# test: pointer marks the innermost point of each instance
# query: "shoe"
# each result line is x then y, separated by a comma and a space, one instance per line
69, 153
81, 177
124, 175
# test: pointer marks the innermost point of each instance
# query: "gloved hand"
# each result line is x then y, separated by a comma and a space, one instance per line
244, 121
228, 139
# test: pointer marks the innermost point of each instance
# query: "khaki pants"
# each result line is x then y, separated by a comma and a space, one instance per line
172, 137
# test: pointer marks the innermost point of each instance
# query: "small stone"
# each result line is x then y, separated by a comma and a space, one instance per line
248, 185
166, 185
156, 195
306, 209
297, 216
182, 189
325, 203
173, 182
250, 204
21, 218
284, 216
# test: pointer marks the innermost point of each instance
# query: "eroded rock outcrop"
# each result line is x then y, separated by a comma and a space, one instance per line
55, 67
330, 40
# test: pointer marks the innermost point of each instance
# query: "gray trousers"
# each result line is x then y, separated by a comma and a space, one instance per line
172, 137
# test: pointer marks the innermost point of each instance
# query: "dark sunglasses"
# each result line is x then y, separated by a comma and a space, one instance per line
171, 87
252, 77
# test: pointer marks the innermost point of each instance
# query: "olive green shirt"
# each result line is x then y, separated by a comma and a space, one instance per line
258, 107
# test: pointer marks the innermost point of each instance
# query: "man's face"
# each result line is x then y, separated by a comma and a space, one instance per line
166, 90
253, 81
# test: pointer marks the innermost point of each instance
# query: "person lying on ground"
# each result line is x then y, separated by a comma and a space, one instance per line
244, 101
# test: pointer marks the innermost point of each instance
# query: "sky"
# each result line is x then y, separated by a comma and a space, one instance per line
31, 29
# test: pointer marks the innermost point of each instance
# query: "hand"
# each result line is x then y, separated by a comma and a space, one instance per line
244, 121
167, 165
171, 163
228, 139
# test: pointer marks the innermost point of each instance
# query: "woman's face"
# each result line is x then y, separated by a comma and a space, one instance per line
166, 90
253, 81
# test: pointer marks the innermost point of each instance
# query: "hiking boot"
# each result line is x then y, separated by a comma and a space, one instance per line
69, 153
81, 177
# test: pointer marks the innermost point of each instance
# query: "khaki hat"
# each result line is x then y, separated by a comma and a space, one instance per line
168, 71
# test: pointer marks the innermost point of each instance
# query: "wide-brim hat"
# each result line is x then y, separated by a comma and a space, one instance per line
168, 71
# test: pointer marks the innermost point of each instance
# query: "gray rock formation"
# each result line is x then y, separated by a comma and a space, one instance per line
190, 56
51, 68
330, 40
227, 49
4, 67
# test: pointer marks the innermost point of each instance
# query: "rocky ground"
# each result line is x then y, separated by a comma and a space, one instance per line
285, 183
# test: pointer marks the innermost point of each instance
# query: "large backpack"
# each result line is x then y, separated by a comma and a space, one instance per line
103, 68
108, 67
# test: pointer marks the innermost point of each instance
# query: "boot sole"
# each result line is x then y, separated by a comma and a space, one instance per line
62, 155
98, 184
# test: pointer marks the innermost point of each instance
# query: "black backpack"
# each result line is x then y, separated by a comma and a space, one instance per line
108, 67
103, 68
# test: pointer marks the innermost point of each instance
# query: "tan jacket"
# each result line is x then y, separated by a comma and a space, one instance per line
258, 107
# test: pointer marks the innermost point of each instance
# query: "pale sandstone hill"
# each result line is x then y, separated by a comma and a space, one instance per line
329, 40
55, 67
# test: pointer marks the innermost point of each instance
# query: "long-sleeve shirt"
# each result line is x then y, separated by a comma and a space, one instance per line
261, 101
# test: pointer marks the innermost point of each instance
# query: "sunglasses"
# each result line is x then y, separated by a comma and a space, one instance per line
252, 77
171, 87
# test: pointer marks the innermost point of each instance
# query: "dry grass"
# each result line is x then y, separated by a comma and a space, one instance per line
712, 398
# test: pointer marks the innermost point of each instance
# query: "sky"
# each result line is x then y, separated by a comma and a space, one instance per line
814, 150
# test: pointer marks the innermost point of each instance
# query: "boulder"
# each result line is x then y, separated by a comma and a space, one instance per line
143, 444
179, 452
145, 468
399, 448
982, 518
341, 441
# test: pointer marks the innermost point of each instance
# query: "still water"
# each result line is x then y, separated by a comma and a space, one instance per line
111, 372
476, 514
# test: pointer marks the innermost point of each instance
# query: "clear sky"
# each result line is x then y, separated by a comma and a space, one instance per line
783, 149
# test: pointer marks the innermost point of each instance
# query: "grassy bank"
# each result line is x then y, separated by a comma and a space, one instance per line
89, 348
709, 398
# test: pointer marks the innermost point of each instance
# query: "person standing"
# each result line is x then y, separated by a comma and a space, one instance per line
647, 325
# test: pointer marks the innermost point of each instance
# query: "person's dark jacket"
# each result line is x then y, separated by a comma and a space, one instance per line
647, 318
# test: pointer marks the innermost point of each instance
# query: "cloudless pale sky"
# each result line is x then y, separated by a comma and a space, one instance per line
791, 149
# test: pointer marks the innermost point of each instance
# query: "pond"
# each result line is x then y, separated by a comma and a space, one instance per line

Work order = The records above should be restated word for word in their entirety.

Answer to this exercise =
# test: pointer marks the innermost point of each instance
# query: "shoe"
# each result line is x then y, separated by a comma and a space, one instance per line
69, 153
81, 177
124, 175
# test: pointer marks the innermost point of each instance
# query: "gloved hand"
# each result line is x then y, separated by a comma and a space, one instance per line
244, 121
228, 139
# test: pointer marks the innermost point of each instance
# query: "khaki pants"
# each result line is x then y, separated by a comma and a space, one instance per line
172, 137
# test: pointer marks the innermost point of each instance
# query: "small stone"
# each result line is x then y, separated by a comma and a space, one instance per line
248, 185
166, 185
156, 195
306, 209
297, 216
182, 189
325, 203
173, 182
250, 204
21, 218
284, 216
# test: pointer marks the innermost point of each instance
# query: "eroded rock outcrop"
# each result line is x then y, separated by a comma and a space, one instance per line
55, 67
330, 40
# test: pointer marks the innermost point of each instance
# query: "gray trousers"
# each result line is x then y, separated by a comma and a space, one instance per line
172, 137
# test: pointer marks the innermost point of each instance
# query: "dark sunglasses"
# each result line is x then y, separated by a comma and a space, one instance per line
171, 87
252, 77
# test: pointer marks the innermost point of each instance
# query: "olive green shirt"
# each result line is x then y, separated by a comma and a space, one instance per line
258, 107
# test: pointer marks the innermost point of each instance
# query: "man's face"
# each result line is x then y, separated by a comma and a space, one instance per line
166, 90
253, 81
# test: pointer marks the innermost point of each instance
# query: "person lying on ground"
# each result line is x then y, separated by a comma and a space, one instance per line
244, 101
# test: pointer marks the innermost point of each instance
# query: "sky"
# each result line is x then y, separated by a comma and a space, one instance per line
31, 29
# test: pointer marks the innermost point of each instance
# query: "hand"
# each result line is x then y, separated by a comma and a space, one instance per line
244, 121
167, 165
171, 163
228, 139
# test: pointer marks the innermost point of each instance
# query: "woman's face"
# each result line is x then y, separated by a comma and a space, one instance per line
166, 90
253, 81
# test: pointer marks the innermost point of each instance
# query: "hiking boot"
# each result line is x then y, separated by a comma and a space, one instance per line
69, 153
81, 177
# test: pointer marks the innermost point of each instance
# query: "khaki hat"
# each result line is x then y, separated by a comma and a space, one instance per line
168, 71
# test: pointer marks the innermost point of each instance
# query: "wide-brim hat"
# each result line is x then y, separated by a comma and a space, one instance per line
168, 71
# test: pointer marks the innermost point of each instance
# query: "gray rock formation"
# each result line is x then y, separated by a comma and a space, one instance per line
190, 56
51, 68
330, 40
227, 49
4, 67
# test: pointer marks the innermost point of each instance
# query: "rocky ground"
# each result line is x then y, separated by a comma and a space, one instance per line
285, 183
# test: pointer marks the innermost point of each instance
# query: "large backpack"
# each result line is x then y, separated by a comma and a space, one instance per line
103, 68
108, 67
# test: pointer marks the innermost point of each instance
# query: "boot sole"
# each result line is x then y, separated by a comma and a space, one instance per line
62, 155
98, 184
# test: pointer marks the innermost point of each instance
# query: "black backpack"
# each result line is x then y, separated by a comma and a space, one instance per line
108, 67
103, 68
# test: pointer marks the innermost point of each instance
# query: "tan jacket"
# each result line is x then y, separated by a comma and a space, one instance per line
258, 107
# test: pointer marks the innermost point of each instance
# query: "pale sandstone hill"
# each result line is x then y, separated by a comma and a space, one instance per line
329, 40
55, 67
# test: pointer marks the innermost point of each instance
# query: "long-sleeve shirt"
# each result line is x then y, separated by a comma and a space, one instance per line
261, 101
# test: pointer marks the innermost point of each instance
# query: "sunglasses"
# each result line is x then y, separated by a comma and a space, one instance per line
252, 77
171, 87
# test: pointer marks the innermost point of each instance
# query: "dry grass"
# each result line is x then y, separated by a comma and a space, one instance per line
712, 398
# test: pointer marks the innermost point of each instance
# query: "sky"
# each result line is x then y, separated by a comma and a space, one instance per line
814, 150
# test: pointer marks the innermost point of each instance
# query: "boulder"
# each result line is x then y, separated by a comma and a space, one instance per line
143, 444
179, 452
145, 468
399, 448
982, 518
341, 441
# test: pointer marks the innermost point of each instance
# query: "still water"
# each result line is x then y, separated by a comma and a space, one instance per line
111, 372
476, 514
# test: pointer marks the innermost point of each instance
# query: "clear sky"
# each result line is x then y, separated by a comma and a space, one instance per line
783, 149
# test: pointer marks the innermost point of each instance
# query: "grassy bank"
# each result line is x then y, separated by a comma and a space, one instance per line
89, 348
709, 398
# test: pointer marks the innermost point of each instance
# query: "person standing"
# each result line is x then y, separated by a comma and a space, one instance per line
647, 325
# test: pointer marks the innermost point of each instance
# query: "person's dark jacket"
# each result line is x then y, separated by a comma and a space, one instance per line
647, 318
# test: pointer marks the innermost point of each instance
# query: "cloudless pale sky"
# each result line is x then y, separated by a comma and a space, one instance per line
791, 149
# test: pointer marks the innermost point of each instance
# query: "pond"
# each result line is x then y, separated by a comma and a space, one instance per line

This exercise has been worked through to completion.